● **Directions**
Reproduce exactly the lines from the one containing "of the gabled" through the last line of the data, both ends included.

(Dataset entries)
────────────────

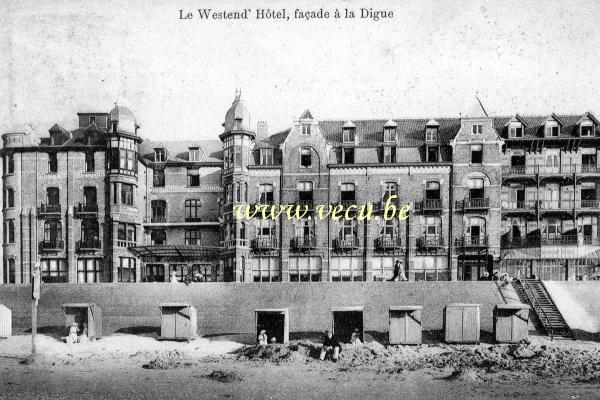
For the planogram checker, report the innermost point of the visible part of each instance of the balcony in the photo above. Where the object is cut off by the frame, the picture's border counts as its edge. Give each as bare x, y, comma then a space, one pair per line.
85, 210
520, 242
263, 244
471, 241
387, 243
304, 242
88, 245
430, 242
429, 205
345, 244
469, 204
51, 245
49, 209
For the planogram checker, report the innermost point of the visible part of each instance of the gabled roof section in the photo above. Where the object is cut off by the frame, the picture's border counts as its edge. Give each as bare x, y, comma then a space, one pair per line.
306, 114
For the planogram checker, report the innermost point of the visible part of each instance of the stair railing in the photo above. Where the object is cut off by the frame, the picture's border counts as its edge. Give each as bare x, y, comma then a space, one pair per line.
533, 300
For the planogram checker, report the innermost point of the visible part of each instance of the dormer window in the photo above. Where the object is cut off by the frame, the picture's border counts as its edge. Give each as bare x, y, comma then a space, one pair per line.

────────────────

● **Answer space**
For the planogram checker, report the innermost point of the visible part of each instance of the gabled roof section in the photo above. Where the object is cut off by the frame, the picture's border counts as its edge. Give each as bare x, y, comma then a space, one pair per line.
306, 114
For the planogram checker, report the innermost point of the visible part of each instance of the stair railing in the photo above. Where the object is cut off by the frame, the picture's border counts as its edge. Give each as bare x, y, comma then a space, one pair per line.
533, 300
For the planogram checker, report the innermost point of the visible part of each instance of the dormer window in the photo above. Where the object is cut off by the frame, the picture's border counts as its edge. Give each as bare x, y, comma then a space, one pair per line.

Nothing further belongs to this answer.